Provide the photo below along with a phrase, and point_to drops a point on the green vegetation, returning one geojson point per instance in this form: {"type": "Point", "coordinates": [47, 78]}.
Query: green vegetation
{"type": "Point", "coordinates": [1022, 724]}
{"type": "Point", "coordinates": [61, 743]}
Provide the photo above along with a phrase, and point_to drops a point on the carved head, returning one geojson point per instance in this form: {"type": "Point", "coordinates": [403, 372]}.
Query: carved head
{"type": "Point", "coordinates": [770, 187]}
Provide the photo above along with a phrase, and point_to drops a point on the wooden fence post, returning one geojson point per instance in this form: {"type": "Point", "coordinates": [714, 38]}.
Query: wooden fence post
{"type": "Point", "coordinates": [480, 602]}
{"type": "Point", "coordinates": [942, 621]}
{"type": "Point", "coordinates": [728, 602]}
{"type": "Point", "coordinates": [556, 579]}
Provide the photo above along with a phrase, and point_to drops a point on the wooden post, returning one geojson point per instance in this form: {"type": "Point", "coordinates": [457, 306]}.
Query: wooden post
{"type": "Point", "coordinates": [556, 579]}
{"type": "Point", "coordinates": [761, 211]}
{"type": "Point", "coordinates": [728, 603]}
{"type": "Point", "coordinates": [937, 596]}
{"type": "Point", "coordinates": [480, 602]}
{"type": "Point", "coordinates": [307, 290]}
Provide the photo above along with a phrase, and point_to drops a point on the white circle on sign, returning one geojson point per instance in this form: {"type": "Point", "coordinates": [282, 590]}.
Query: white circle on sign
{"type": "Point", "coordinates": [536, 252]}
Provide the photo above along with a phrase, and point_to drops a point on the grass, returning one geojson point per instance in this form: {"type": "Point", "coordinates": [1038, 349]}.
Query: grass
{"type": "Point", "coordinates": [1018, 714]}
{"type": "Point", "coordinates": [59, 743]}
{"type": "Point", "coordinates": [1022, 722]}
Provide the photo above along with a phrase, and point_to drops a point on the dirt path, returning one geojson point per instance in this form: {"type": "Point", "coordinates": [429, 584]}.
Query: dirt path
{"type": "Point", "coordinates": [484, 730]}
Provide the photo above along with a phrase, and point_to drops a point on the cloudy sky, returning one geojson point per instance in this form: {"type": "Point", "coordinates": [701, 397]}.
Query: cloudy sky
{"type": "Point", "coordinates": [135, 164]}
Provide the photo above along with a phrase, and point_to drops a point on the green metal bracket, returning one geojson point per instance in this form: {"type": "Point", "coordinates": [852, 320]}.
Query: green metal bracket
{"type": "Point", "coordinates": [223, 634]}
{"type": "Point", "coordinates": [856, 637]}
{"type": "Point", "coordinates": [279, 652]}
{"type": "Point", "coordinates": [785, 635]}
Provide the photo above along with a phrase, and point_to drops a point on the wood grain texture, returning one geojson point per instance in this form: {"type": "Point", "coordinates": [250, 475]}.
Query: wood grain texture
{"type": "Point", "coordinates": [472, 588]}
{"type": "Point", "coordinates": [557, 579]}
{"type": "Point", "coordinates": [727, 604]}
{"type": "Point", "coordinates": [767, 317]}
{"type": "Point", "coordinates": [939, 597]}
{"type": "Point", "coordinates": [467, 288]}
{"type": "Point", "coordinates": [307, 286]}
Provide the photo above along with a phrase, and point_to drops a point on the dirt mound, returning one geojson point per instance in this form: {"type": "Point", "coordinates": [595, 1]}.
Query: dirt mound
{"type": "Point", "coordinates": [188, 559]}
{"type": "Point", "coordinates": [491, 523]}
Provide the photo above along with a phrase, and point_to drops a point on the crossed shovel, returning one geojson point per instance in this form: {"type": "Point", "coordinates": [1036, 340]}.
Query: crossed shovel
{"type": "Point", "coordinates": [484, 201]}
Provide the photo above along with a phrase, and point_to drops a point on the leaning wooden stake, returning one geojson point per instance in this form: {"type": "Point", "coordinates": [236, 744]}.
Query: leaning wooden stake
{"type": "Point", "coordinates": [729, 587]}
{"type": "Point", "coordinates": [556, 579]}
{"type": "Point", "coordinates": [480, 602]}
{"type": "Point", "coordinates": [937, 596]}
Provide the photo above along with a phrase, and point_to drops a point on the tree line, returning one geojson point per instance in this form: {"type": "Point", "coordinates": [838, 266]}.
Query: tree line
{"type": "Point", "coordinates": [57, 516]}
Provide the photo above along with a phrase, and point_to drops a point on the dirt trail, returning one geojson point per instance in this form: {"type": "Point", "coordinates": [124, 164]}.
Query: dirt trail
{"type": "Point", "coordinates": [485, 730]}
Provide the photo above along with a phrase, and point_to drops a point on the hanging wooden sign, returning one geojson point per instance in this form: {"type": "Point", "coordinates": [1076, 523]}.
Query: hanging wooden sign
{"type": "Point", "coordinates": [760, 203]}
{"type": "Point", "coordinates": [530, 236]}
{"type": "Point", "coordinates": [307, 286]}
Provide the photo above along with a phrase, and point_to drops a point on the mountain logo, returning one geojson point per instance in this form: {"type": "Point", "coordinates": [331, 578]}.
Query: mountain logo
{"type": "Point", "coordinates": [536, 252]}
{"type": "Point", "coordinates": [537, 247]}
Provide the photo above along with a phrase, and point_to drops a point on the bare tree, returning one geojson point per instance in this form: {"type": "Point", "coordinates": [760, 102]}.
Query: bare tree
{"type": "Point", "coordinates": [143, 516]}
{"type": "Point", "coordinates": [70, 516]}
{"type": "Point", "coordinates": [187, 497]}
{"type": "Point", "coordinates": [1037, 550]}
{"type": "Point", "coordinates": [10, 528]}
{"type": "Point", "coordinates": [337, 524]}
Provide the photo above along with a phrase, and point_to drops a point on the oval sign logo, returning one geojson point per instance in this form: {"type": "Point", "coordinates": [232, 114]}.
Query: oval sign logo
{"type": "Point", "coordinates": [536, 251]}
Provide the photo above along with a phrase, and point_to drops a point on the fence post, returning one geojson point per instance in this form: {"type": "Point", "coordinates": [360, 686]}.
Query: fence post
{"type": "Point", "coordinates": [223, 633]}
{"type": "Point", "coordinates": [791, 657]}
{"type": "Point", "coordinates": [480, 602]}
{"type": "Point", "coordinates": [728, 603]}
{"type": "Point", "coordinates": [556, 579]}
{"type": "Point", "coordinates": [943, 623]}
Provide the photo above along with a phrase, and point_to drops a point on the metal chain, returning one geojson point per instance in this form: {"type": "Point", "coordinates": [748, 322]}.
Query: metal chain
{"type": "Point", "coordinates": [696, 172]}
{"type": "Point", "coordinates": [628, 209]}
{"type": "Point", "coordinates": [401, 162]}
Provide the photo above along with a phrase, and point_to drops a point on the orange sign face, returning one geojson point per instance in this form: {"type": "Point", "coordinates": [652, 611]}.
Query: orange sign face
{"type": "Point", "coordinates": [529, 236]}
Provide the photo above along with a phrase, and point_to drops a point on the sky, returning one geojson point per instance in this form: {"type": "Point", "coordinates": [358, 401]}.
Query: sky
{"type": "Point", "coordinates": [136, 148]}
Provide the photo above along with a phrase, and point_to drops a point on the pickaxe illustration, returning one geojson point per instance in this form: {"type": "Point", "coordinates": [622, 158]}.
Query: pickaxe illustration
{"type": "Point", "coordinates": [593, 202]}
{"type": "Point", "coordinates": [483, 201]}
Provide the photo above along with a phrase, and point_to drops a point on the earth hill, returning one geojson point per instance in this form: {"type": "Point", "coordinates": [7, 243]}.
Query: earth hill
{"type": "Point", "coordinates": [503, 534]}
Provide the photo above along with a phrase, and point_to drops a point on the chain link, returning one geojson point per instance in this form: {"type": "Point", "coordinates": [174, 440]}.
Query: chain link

▶ Directions: Give back the whole listing above. Keep every character the same.

▶ Exercise solution:
Provide the photo below along with a phrase, and point_to drops a point on the green vegetation, returning one geojson point per instance in this form: {"type": "Point", "coordinates": [47, 78]}.
Query: green vegetation
{"type": "Point", "coordinates": [1022, 724]}
{"type": "Point", "coordinates": [61, 743]}
Provide the photo above along with a phrase, and point_to drops a point on the carved head, returning one geojson point per instance in this form: {"type": "Point", "coordinates": [403, 372]}.
Query: carved head
{"type": "Point", "coordinates": [770, 187]}
Provide the photo above along with a phrase, and point_to drops a point on the wooden fence post, returning one geojson point per instance in this form: {"type": "Point", "coordinates": [714, 38]}.
Query: wooden fence post
{"type": "Point", "coordinates": [480, 602]}
{"type": "Point", "coordinates": [942, 621]}
{"type": "Point", "coordinates": [728, 602]}
{"type": "Point", "coordinates": [556, 579]}
Provide the photo above along with a phrase, and point_to drops a point on the wooden post, returning one geojson point per instance in this form: {"type": "Point", "coordinates": [457, 306]}.
Query: wooden post
{"type": "Point", "coordinates": [556, 579]}
{"type": "Point", "coordinates": [761, 211]}
{"type": "Point", "coordinates": [728, 603]}
{"type": "Point", "coordinates": [937, 596]}
{"type": "Point", "coordinates": [480, 602]}
{"type": "Point", "coordinates": [307, 290]}
Provide the photo above along with a phrase, and point_to drops a point on the white circle on sign, returning one geojson point per instance in this form: {"type": "Point", "coordinates": [282, 590]}.
Query: white circle on sign
{"type": "Point", "coordinates": [536, 252]}
Provide the photo above along with a phrase, and point_to drops a point on the grass, returning one geojson point per instance in this form: {"type": "Point", "coordinates": [1038, 349]}.
Query: grass
{"type": "Point", "coordinates": [1018, 714]}
{"type": "Point", "coordinates": [59, 743]}
{"type": "Point", "coordinates": [1022, 722]}
Provide the photo above along with a phrase, and point_to drops a point on the dirt path, returning one geojson point per instance in this form: {"type": "Point", "coordinates": [429, 584]}.
Query: dirt path
{"type": "Point", "coordinates": [484, 730]}
Provide the photo above along with a phrase, and point_to drops a point on the cloudy sky, returning one geojson point per instance in this form: {"type": "Point", "coordinates": [701, 397]}.
Query: cloudy sky
{"type": "Point", "coordinates": [135, 164]}
Provide the photo above along with a phrase, and point_to drops a point on the green metal bracket, returning one geojson point per instance in this form: {"type": "Point", "coordinates": [852, 320]}.
Query: green metal bracket
{"type": "Point", "coordinates": [223, 634]}
{"type": "Point", "coordinates": [856, 637]}
{"type": "Point", "coordinates": [279, 652]}
{"type": "Point", "coordinates": [785, 635]}
Provide the photo above along with a phrase, and point_to drops a point on the wood grain texture, returning one geojson point per instance in this form: {"type": "Point", "coordinates": [250, 475]}.
Query: wood grain texture
{"type": "Point", "coordinates": [472, 588]}
{"type": "Point", "coordinates": [557, 579]}
{"type": "Point", "coordinates": [727, 604]}
{"type": "Point", "coordinates": [767, 317]}
{"type": "Point", "coordinates": [939, 597]}
{"type": "Point", "coordinates": [467, 288]}
{"type": "Point", "coordinates": [307, 286]}
Provide the photo above along with a phrase, and point_to drops a point on the dirt mound, returning one geojson point per instance in this form: {"type": "Point", "coordinates": [595, 1]}.
Query: dirt mound
{"type": "Point", "coordinates": [188, 559]}
{"type": "Point", "coordinates": [491, 523]}
Provide the photo above along with a phrase, and point_to drops a point on the crossed shovel, returning one geojson point per instance in this form: {"type": "Point", "coordinates": [1036, 340]}.
Query: crossed shovel
{"type": "Point", "coordinates": [484, 201]}
Provide the photo above along with a phrase, and point_to drops a point on the leaning wooden stake, returning one geojson point per instance in this form: {"type": "Point", "coordinates": [236, 744]}.
Query: leaning wooden stake
{"type": "Point", "coordinates": [729, 587]}
{"type": "Point", "coordinates": [556, 579]}
{"type": "Point", "coordinates": [480, 602]}
{"type": "Point", "coordinates": [937, 596]}
Provide the photo above along with a phrase, and point_to drops a point on the tree line, returning one geojson point per instance in this form: {"type": "Point", "coordinates": [838, 266]}.
Query: tree line
{"type": "Point", "coordinates": [57, 516]}
Provide the photo above along with a phrase, and point_to drops a point on the dirt trail, returning one geojson point per instance in this form: {"type": "Point", "coordinates": [124, 164]}.
Query: dirt trail
{"type": "Point", "coordinates": [485, 730]}
Provide the photo above along with a phrase, and point_to drops a point on the hanging wooden sign, returning one geojson point per instance in this form: {"type": "Point", "coordinates": [1076, 523]}.
Query: hanging wooden sign
{"type": "Point", "coordinates": [760, 203]}
{"type": "Point", "coordinates": [530, 236]}
{"type": "Point", "coordinates": [307, 286]}
Provide the photo above along with a phrase, and point_to drops a point on the mountain logo, returning one geojson point per instance in this form: {"type": "Point", "coordinates": [331, 578]}.
Query: mountain logo
{"type": "Point", "coordinates": [536, 252]}
{"type": "Point", "coordinates": [537, 247]}
Provide the photo above along with a phrase, and point_to drops a point on the bare tree, returning one geojson point per instance in this form: {"type": "Point", "coordinates": [760, 102]}.
Query: bare tree
{"type": "Point", "coordinates": [143, 516]}
{"type": "Point", "coordinates": [70, 516]}
{"type": "Point", "coordinates": [187, 497]}
{"type": "Point", "coordinates": [1037, 550]}
{"type": "Point", "coordinates": [10, 528]}
{"type": "Point", "coordinates": [337, 524]}
Provide the photo above along with a phrase, and point_to drops a point on the oval sign logo, returning one geojson point per instance in this form: {"type": "Point", "coordinates": [232, 114]}.
Query: oval sign logo
{"type": "Point", "coordinates": [536, 251]}
Provide the photo above along with a phrase, and point_to drops a point on the fence post, returning one geojson point per instance in this form: {"type": "Point", "coordinates": [360, 686]}.
Query: fence post
{"type": "Point", "coordinates": [223, 633]}
{"type": "Point", "coordinates": [791, 657]}
{"type": "Point", "coordinates": [480, 602]}
{"type": "Point", "coordinates": [728, 603]}
{"type": "Point", "coordinates": [556, 579]}
{"type": "Point", "coordinates": [943, 623]}
Provide the photo above along with a phrase, and point_to drops a point on the metal chain, returning one geojson point per instance in this form: {"type": "Point", "coordinates": [748, 322]}.
Query: metal chain
{"type": "Point", "coordinates": [696, 172]}
{"type": "Point", "coordinates": [628, 209]}
{"type": "Point", "coordinates": [401, 162]}
Provide the photo above along with a phrase, and point_to drops a point on the orange sign face, returning one geojson point per instance in this form: {"type": "Point", "coordinates": [652, 611]}.
Query: orange sign face
{"type": "Point", "coordinates": [529, 236]}
Provide the photo above along with a phrase, and point_to drops a point on the sky, returning one geojson point per instance in this form: {"type": "Point", "coordinates": [358, 401]}.
Query: sky
{"type": "Point", "coordinates": [136, 148]}
Provide the photo above along with a phrase, and point_to drops a point on the pickaxe illustration, returning one geojson point per instance in this form: {"type": "Point", "coordinates": [622, 158]}.
Query: pickaxe illustration
{"type": "Point", "coordinates": [593, 202]}
{"type": "Point", "coordinates": [483, 201]}
Provide the photo above along with a phrase, and point_to drops a point on the earth hill, returning one geojson point per instance in this form: {"type": "Point", "coordinates": [7, 243]}.
Query: earth hill
{"type": "Point", "coordinates": [503, 534]}
Provide the photo above along with a phrase, and point_to drops a point on the chain link, returning one geojson point per instance in this form: {"type": "Point", "coordinates": [174, 440]}.
Query: chain link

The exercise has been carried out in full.